Evaluation of different feature selection algorithms for improving the spatial prediction of soil classes
The number of environmental variables used in digital soil mapping has increased rapidly, which has made it a challenge to select and focus on the most important covariates. No environmental covariates have the same predictability in modeling, and some covariates may introduce noise that reduces the predictive power of the models used. On the other hand, it is beneficial to identify all environmental variables to obtain spatial information that can improve predictions. In this regard, the feature selection algorithms help reduce the dimensions of the predictive model by identifying the associated covariates. Therefore, this study aims to investigate different feature selection algorithms in the selection of auxiliary variables and evaluation their effect on the predictive model.
☆ ☆ ☆ ☆
TASK BRIEF
In the soil-mapping abstract, list each distinct word that comes directly before "variables" or "covariates." The records are unrelated to the soil-mapping abstract.

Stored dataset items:
☆ ☆ ☆ ☆
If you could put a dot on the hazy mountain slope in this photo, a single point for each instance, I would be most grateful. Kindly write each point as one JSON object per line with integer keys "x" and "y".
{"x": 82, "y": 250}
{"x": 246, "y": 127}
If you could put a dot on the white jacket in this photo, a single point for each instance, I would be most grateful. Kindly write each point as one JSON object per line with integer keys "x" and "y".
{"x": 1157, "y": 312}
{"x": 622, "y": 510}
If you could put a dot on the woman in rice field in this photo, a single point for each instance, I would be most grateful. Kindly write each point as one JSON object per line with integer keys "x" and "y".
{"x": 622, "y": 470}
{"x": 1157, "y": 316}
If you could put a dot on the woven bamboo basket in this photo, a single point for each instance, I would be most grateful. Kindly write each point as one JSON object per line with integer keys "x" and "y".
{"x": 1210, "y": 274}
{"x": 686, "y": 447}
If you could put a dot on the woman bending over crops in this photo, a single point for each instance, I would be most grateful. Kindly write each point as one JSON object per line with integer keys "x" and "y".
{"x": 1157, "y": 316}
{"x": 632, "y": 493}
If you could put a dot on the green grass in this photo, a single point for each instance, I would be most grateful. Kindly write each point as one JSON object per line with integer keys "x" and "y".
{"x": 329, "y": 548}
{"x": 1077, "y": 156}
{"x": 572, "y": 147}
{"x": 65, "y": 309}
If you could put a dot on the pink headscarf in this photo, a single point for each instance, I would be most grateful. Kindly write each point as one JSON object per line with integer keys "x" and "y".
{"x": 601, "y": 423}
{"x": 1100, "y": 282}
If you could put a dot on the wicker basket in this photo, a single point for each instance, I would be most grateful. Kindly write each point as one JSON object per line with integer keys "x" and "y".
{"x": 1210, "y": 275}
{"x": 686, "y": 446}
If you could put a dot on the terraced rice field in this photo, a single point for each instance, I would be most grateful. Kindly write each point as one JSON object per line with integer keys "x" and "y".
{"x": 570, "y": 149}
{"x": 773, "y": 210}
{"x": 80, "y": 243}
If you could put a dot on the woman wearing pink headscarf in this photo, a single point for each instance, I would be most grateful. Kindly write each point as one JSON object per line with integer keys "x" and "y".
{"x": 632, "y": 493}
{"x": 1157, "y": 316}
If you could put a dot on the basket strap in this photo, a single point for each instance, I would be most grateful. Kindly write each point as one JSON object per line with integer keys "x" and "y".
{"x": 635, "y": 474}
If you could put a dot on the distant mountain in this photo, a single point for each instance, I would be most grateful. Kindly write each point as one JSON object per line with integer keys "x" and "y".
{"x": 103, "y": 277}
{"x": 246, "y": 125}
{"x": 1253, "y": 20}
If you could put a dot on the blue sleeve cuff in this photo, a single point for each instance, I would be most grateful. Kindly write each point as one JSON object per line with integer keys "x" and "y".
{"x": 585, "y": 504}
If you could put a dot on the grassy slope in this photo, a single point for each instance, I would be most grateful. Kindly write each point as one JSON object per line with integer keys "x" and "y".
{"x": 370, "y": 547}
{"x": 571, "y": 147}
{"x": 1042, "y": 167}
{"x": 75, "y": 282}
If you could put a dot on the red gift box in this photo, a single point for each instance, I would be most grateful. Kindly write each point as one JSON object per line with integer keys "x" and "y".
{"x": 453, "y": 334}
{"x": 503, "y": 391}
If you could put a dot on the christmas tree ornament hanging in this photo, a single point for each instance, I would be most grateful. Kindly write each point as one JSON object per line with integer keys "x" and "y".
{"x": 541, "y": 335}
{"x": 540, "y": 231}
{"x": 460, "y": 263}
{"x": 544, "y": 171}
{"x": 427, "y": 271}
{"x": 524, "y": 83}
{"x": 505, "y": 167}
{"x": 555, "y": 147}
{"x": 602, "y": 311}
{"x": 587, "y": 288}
☆ ☆ ☆ ☆
EXERCISE OUTPUT
environmental, important, some, associated, auxiliary